■ Extrait fourni ■
━━━━

L’auteur, Harry Parker, a lui-même sauté sur une mine en Afghanistan en 2009. Il connait donc son sujet et aurait pu faire de ce premier roman une autofiction dégoulinante de pathos, s’apitoyant sur son sort à chaque page. Il ne l’a pas fait et c’est tant mieux. Car l’histoire n’est pas ici racontée par le soldat Tom Barnes mais par des objets : le garrot ayant servi à stopper la première hémorragie, la pile ayant provoqué l’explosion, la scie chirurgicale utilisée pour l’amputation, le sac à main de sa mère au moment où on lui a appris la nouvelle, ses prothèses, etc. Quarante-cinq objets prenant tour à tour la parole, avant, pendant et après le drame. Du coté britannique mais aussi du coté des insurgés. Quarante cinq chapitres sans véritable continuité temporelle, éclatés comme une bombe, mélangeant passé, présent et désir d’avenir.
J’ai craint un texte purement descriptif, froid et désincarné. Les objets n’ont pas de sentiments, ils n’ont pas le moindre affect, ils se contentent de décrire les événements, point barre. A la longue le procédé, relevant de l’astuce narrative, serait forcément tombé à plat. Mais Harry Parker a su donner de la consistance et une véritable profondeur à son roman grâce aux dialogues. Car les objets restituent ce qu’ils entendent. Et à travers leurs échanges, les personnages disent la peur, la douleur, la colère, l’angoisse, la honte, l’espoir. Ils expriment leurs différences, leurs divergences, leur compassion et leur incompréhension.

━━━━

■ Données fournies ■

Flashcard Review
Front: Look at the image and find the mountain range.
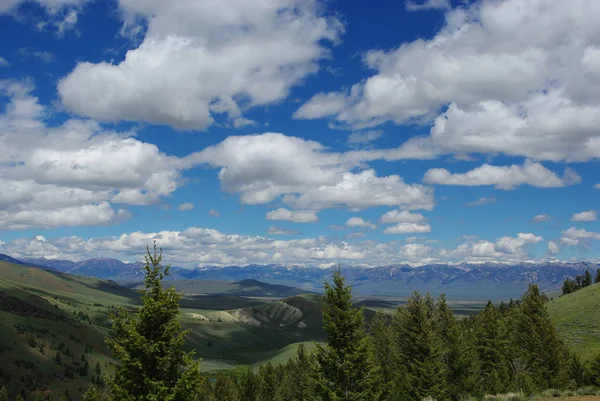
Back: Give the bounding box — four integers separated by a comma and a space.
8, 255, 600, 300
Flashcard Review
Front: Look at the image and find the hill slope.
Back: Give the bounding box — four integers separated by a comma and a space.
548, 284, 600, 359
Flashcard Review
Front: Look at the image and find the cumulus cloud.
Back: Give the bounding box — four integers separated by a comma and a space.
346, 217, 376, 229
383, 223, 431, 234
560, 227, 600, 245
0, 0, 84, 36
441, 233, 543, 262
17, 47, 56, 63
379, 209, 427, 224
0, 81, 192, 229
267, 226, 300, 235
348, 130, 383, 145
548, 241, 560, 255
295, 0, 600, 162
571, 210, 598, 221
467, 196, 497, 206
178, 202, 194, 212
58, 0, 344, 130
423, 160, 581, 190
406, 0, 450, 11
265, 207, 319, 223
0, 227, 548, 267
532, 214, 552, 223
193, 133, 435, 210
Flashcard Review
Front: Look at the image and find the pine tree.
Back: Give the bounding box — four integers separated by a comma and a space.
369, 312, 401, 400
106, 243, 202, 401
581, 270, 592, 287
473, 301, 509, 395
393, 292, 446, 400
82, 385, 105, 401
315, 269, 380, 401
510, 285, 570, 390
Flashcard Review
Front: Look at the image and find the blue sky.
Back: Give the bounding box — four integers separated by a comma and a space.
0, 0, 600, 267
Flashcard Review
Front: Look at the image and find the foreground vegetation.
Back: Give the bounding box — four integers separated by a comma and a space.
0, 245, 600, 401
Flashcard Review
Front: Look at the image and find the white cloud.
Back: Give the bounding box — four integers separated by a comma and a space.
571, 210, 598, 221
193, 133, 435, 210
348, 130, 383, 145
0, 202, 130, 230
532, 214, 552, 223
295, 0, 600, 161
467, 196, 497, 206
548, 241, 560, 255
346, 217, 376, 229
0, 227, 552, 267
440, 233, 543, 262
267, 226, 299, 235
265, 207, 319, 223
560, 227, 600, 245
178, 202, 194, 212
423, 160, 581, 190
0, 81, 192, 229
379, 209, 427, 224
406, 0, 450, 11
17, 47, 56, 63
58, 0, 344, 130
383, 223, 431, 234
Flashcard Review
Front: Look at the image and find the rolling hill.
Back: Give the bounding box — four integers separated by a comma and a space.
11, 252, 600, 301
548, 284, 600, 359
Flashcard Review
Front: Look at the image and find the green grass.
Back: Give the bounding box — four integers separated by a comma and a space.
548, 284, 600, 360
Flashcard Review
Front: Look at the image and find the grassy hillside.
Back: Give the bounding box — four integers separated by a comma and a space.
548, 284, 600, 359
0, 262, 137, 395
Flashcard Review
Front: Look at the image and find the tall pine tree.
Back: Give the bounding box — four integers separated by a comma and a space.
106, 243, 202, 401
315, 269, 381, 401
393, 292, 447, 401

━━━━

■ Consigne A ■
Recopiez mot pour mot le passage de l'extrait sur le roman de Harry Parker qui va de « L’auteur, Harry Parker, a » jusqu'à « et désir d’avenir. ».
■ Consigne B ■
Veuillez repérer dans les données chaque ligne où figure la chaîne « Front », en tenant compte de la casse, puis recopiez ces lignes.
Les données n'ont aucun lien avec l'extrait.

■ Réponse rédigée A ■
L’auteur, Harry Parker, a lui-même sauté sur une mine en Afghanistan en 2009. Il connait donc son sujet et aurait pu faire de ce premier roman une autofiction dégoulinante de pathos, s’apitoyant sur son sort à chaque page. Il ne l’a pas fait et c’est tant mieux. Car l’histoire n’est pas ici racontée par le soldat Tom Barnes mais par des objets : le garrot ayant servi à stopper la première hémorragie, la pile ayant provoqué l’explosion, la scie chirurgicale utilisée pour l’amputation, le sac à main de sa mère au moment où on lui a appris la nouvelle, ses prothèses, etc. Quarante-cinq objets prenant tour à tour la parole, avant, pendant et après le drame. Du coté britannique mais aussi du coté des insurgés. Quarante cinq chapitres sans véritable continuité temporelle, éclatés comme une bombe, mélangeant passé, présent et désir d’avenir.

■ Réponse rédigée B ■
Front: Look at the image and find the mountain range.
Front: Look at the image and find the hill slope.
Front: Look at the image and find the cumulus cloud.
Front: Look at the image and find the pine tree.
Front: Look at the image and find the blue sky.
Front: Look at the image and find the foreground vegetation.
Front: Look at the image and find the white cloud.
Front: Look at the image and find the rolling hill.
Front: Look at the image and find the green grass.
Front: Look at the image and find the grassy hillside.
Front: Look at the image and find the tall pine tree.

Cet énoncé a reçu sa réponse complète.